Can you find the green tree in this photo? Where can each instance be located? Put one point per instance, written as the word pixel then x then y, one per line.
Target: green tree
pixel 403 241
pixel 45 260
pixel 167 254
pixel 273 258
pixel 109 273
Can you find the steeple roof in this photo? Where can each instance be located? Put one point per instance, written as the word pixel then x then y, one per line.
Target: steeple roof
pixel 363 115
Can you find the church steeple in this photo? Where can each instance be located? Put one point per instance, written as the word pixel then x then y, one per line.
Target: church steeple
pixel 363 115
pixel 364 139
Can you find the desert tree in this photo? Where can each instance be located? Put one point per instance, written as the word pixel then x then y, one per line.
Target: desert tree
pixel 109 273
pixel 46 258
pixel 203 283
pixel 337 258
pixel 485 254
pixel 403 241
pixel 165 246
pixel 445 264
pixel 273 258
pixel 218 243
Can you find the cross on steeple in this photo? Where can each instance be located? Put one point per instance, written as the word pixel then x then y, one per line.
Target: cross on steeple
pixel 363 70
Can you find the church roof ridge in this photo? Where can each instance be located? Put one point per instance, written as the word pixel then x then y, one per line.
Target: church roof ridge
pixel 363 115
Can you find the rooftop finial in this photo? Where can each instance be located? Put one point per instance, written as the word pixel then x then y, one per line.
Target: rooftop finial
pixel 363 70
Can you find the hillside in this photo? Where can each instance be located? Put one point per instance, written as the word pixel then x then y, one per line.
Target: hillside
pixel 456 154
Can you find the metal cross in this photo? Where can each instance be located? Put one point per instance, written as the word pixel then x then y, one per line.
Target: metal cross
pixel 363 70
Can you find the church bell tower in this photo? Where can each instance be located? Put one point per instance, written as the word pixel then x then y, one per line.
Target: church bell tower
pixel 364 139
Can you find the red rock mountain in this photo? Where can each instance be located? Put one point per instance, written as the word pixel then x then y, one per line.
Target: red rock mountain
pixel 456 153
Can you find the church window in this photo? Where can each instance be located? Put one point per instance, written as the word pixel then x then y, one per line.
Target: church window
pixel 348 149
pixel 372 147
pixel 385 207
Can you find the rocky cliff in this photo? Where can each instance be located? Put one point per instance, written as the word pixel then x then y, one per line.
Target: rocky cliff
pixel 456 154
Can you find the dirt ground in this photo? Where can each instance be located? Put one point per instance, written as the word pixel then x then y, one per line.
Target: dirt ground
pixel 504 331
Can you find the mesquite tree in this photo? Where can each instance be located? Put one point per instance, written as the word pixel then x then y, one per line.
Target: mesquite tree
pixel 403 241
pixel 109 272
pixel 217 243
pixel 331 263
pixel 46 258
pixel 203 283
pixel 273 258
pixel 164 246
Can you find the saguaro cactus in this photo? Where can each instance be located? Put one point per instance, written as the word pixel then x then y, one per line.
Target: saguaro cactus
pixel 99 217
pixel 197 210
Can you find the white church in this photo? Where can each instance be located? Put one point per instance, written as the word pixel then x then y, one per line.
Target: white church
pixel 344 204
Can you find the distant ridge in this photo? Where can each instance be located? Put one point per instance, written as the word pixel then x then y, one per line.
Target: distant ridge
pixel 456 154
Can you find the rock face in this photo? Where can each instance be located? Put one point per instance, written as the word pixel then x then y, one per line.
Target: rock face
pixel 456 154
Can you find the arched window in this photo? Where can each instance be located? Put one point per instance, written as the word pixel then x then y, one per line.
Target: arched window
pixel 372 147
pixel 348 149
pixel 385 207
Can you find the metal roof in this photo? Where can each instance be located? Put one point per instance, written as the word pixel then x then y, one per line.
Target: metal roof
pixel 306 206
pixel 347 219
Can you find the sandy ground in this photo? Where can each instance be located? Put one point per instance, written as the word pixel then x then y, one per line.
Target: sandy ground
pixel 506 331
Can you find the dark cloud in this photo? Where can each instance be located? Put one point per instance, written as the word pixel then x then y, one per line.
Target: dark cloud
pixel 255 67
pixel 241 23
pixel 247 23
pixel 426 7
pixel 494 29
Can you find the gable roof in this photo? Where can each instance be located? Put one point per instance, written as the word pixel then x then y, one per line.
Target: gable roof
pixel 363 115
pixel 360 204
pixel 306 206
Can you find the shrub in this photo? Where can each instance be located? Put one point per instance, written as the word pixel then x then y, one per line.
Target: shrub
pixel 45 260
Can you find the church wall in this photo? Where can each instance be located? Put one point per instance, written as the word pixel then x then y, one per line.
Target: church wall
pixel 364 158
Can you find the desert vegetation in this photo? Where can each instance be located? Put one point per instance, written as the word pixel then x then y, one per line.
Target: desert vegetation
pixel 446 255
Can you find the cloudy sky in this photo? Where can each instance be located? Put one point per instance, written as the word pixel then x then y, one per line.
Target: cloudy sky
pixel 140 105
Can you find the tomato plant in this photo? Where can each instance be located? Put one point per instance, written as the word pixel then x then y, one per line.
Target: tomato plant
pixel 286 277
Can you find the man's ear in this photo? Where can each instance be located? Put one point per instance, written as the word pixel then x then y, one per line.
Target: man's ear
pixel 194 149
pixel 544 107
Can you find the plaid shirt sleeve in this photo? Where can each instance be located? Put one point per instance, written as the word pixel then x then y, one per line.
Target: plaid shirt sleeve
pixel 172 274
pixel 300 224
··········
> Brief
Render the rows above, from the line with "Can you find the metal roof" to the line with "pixel 506 331" (both included), as a two-column CSV with the header input,output. Put one line per row, with the row's text in input and its answer in output, each field quoted and its line breaks replaced by spaces.

> Answer to this exercise
input,output
"Can you find the metal roof in this photo? Where can each instance be located? Put one point per instance, written as the word pixel then x then y, one per line. Target: metal roof","pixel 306 206 pixel 347 219"
"Can you find the sandy ground in this photo? Where can each instance be located? Put one point per instance, written as the word pixel then x then y, one per line. Target: sandy ground","pixel 506 331"